Task to carry out
Return all lines in the material below that contain "logo".

Exercise data
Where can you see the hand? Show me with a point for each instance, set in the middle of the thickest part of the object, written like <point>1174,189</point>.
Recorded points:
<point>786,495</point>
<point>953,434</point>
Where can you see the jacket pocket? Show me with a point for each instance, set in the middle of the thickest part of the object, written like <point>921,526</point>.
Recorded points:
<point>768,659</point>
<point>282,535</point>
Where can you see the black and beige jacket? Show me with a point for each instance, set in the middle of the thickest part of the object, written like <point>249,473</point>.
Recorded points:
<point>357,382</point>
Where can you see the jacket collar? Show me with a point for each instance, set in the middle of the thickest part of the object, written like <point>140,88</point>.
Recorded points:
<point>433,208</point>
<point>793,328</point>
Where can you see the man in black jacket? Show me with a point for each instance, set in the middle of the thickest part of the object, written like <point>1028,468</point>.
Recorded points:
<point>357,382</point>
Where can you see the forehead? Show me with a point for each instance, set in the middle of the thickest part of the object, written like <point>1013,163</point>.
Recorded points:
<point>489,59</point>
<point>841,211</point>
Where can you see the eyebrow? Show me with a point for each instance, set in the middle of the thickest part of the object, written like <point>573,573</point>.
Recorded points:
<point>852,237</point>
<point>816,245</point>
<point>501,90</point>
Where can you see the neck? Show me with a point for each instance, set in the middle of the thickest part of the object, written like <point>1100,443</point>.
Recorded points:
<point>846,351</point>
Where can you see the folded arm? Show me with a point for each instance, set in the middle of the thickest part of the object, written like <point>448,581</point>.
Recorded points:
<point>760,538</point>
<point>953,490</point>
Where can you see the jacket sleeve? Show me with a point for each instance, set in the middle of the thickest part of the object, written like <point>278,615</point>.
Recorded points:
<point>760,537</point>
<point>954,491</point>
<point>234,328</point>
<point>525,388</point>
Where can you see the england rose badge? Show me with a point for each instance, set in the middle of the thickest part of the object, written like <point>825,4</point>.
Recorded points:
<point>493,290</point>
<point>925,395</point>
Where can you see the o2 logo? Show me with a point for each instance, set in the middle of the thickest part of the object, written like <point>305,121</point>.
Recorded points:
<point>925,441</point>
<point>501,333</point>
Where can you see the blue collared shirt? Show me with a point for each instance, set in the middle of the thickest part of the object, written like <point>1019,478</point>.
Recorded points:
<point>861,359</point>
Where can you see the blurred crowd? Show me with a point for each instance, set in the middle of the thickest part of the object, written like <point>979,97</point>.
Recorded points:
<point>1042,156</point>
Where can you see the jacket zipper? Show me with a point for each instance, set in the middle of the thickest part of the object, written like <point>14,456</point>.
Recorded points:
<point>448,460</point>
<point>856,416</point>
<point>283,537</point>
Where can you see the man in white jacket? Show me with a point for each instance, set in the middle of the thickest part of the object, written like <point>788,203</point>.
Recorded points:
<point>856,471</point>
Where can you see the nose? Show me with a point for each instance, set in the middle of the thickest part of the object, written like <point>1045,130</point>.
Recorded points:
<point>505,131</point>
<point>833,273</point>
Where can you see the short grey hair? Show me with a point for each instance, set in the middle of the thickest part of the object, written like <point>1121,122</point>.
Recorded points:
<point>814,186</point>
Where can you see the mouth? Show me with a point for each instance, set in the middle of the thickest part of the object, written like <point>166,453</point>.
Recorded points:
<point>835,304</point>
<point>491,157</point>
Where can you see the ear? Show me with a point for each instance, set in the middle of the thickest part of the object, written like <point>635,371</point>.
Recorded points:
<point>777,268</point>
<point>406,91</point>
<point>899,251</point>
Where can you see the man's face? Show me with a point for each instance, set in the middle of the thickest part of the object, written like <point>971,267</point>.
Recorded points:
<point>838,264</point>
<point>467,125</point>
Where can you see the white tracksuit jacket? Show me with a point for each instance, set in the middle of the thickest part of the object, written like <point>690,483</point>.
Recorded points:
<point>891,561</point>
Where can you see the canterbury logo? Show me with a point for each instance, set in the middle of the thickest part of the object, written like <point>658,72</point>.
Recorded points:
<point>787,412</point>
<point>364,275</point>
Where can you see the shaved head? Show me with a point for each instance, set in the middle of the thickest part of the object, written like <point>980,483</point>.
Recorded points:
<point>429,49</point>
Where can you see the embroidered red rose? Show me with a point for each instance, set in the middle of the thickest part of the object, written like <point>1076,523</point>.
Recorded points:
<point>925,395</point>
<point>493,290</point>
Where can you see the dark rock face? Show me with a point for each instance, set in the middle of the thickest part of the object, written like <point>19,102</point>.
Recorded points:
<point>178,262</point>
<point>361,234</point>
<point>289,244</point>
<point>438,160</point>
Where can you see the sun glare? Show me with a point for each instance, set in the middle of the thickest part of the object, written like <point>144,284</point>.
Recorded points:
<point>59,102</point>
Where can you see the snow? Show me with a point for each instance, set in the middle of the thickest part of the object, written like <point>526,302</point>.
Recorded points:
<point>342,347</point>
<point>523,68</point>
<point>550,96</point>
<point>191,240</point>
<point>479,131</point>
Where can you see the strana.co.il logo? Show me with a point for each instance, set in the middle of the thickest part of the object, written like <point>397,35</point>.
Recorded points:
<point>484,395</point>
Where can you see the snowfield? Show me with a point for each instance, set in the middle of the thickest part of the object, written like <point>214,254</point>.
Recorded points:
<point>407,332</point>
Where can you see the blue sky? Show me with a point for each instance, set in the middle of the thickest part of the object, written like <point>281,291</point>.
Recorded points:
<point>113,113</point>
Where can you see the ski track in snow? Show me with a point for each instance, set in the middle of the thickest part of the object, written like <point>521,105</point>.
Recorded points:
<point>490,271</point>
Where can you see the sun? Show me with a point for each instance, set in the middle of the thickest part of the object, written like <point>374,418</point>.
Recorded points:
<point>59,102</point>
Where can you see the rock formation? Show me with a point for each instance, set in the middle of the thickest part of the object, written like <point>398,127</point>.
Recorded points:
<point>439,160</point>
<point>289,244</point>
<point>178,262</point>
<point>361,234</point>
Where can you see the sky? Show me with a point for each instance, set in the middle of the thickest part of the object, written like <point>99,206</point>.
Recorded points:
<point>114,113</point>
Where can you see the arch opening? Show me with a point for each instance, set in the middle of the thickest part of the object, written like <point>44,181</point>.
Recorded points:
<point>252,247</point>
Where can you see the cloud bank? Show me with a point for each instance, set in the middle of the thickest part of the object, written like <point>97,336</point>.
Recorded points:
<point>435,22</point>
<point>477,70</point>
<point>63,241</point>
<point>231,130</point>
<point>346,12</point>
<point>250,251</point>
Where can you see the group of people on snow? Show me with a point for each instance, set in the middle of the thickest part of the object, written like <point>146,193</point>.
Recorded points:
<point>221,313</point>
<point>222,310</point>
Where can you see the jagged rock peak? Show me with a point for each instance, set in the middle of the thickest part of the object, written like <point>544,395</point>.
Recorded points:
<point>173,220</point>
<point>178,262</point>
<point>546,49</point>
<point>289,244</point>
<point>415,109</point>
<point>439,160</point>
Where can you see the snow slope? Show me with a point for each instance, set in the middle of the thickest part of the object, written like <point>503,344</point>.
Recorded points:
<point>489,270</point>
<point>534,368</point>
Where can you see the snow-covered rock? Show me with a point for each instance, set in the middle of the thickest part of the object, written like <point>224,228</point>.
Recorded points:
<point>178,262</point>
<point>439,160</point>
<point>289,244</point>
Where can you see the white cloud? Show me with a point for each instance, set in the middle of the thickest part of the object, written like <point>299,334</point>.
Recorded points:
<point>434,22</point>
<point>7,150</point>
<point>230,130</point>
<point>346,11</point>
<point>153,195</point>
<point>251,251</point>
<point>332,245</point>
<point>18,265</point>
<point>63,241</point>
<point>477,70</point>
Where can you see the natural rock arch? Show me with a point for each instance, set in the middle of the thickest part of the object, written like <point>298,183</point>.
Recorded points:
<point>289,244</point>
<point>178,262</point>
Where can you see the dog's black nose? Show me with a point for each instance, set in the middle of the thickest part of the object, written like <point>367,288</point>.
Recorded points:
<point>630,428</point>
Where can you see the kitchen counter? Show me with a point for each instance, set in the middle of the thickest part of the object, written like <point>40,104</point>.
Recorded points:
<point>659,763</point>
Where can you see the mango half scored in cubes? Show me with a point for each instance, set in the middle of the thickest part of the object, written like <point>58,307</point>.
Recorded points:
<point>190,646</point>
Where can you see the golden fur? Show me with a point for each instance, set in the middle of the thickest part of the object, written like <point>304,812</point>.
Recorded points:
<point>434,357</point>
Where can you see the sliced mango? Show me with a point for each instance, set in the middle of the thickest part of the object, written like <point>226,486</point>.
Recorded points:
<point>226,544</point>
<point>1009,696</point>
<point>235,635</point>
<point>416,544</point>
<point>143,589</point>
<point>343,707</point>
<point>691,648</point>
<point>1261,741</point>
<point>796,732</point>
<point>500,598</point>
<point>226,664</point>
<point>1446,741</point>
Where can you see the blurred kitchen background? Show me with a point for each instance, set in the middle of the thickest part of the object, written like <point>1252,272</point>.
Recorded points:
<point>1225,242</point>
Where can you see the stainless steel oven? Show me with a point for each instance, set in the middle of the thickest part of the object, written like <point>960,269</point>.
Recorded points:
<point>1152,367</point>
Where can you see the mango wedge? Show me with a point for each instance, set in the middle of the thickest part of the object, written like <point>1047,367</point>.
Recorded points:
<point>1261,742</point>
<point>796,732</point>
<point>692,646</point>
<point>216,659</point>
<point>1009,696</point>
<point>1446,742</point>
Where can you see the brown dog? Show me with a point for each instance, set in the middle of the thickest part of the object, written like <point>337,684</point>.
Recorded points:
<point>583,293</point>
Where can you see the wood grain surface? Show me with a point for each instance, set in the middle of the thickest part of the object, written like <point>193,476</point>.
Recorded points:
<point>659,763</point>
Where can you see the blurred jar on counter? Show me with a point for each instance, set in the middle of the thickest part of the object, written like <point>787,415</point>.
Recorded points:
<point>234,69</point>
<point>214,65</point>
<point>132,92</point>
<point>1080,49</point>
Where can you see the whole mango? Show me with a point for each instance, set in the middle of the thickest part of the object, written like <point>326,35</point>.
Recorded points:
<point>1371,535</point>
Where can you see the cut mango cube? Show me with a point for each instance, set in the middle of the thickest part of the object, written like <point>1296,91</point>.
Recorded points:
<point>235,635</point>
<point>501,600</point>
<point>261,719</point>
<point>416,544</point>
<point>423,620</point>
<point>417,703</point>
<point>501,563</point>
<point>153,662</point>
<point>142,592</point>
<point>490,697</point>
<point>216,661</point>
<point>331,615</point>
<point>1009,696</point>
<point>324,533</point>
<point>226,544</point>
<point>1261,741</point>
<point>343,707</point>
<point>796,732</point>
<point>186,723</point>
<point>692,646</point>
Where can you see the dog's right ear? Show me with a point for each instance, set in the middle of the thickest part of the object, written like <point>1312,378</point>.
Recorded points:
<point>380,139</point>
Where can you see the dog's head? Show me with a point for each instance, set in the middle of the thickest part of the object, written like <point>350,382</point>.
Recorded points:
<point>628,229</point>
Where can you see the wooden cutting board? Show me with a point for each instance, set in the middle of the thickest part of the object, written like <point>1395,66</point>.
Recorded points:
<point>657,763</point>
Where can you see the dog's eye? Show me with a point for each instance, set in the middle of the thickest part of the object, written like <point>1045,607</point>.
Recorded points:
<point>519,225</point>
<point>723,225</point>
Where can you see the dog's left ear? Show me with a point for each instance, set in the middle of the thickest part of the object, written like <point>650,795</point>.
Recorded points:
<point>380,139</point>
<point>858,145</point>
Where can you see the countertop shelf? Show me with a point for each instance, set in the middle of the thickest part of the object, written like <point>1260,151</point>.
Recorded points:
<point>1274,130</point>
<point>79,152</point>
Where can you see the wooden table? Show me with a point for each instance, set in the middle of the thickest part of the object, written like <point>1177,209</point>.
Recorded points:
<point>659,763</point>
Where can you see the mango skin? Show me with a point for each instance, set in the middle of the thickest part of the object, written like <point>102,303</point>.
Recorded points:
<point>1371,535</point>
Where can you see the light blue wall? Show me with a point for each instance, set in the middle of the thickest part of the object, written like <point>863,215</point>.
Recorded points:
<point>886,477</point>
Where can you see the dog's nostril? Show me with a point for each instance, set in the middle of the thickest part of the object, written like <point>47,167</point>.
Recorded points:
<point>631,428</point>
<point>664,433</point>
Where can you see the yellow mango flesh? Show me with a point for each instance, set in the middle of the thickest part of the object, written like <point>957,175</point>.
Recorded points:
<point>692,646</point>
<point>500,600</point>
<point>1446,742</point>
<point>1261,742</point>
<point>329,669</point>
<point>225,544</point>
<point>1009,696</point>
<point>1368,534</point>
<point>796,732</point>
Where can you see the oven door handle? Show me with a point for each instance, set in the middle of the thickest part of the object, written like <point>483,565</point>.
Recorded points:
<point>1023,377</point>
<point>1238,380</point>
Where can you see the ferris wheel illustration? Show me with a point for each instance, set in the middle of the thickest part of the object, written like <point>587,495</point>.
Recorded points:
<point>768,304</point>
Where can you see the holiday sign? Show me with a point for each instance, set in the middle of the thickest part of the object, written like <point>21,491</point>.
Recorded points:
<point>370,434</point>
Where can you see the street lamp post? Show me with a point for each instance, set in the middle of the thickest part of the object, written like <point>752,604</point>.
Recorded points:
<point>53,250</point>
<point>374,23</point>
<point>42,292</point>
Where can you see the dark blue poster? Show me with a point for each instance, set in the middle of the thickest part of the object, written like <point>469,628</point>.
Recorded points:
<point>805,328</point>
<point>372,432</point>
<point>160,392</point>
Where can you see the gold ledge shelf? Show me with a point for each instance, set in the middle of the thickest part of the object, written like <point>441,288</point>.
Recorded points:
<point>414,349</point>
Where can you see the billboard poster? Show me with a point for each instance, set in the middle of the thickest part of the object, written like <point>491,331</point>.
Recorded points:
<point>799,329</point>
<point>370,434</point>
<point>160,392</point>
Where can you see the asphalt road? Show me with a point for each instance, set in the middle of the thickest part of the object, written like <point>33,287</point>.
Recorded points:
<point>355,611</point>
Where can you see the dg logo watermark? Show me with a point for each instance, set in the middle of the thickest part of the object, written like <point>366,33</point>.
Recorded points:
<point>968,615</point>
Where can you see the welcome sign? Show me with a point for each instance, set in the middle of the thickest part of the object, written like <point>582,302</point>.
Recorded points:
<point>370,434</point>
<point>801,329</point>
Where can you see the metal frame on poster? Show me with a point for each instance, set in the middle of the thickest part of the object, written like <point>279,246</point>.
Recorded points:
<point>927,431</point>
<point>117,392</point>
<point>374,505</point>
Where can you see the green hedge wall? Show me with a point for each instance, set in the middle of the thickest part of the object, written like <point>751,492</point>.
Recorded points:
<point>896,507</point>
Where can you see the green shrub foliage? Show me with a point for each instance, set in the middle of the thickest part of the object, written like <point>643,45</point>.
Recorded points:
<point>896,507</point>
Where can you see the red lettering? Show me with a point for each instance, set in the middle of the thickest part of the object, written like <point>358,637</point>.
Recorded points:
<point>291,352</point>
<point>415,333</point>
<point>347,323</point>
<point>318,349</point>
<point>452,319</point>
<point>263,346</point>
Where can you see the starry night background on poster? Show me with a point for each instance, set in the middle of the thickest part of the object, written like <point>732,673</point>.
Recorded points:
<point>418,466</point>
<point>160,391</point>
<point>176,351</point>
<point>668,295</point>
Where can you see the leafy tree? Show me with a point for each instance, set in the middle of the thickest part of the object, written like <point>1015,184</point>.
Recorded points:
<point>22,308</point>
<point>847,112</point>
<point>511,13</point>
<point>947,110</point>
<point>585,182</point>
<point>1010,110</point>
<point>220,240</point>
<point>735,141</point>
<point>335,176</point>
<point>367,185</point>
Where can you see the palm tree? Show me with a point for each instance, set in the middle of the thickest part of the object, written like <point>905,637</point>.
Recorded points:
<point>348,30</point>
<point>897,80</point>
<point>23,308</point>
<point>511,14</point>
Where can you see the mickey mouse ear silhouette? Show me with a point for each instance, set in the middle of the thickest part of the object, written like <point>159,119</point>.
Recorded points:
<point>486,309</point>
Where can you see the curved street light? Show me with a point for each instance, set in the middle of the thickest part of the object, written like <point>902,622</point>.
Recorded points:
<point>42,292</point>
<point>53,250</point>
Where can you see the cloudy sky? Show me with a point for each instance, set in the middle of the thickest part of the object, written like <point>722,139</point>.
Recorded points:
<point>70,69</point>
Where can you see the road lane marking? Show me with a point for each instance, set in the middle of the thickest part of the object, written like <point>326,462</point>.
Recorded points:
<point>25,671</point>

Task output
Where can you see the o2 logo? Show me with a point for each instance, set in the middle of the thickest part of the object, written like <point>305,121</point>.
Where can you see the canterbury logo? Show me with a point for each instance, set in the middle of the thickest part of the object, written like <point>658,72</point>.
Where can you see the strana.co.il logo? Show me with a point for each instance, set in the middle of the thickest part of the object, written like <point>397,35</point>.
Where can you see the dg logo watermark? Show me with a point for each instance, set in the middle of the thickest part of the object, written like <point>366,33</point>.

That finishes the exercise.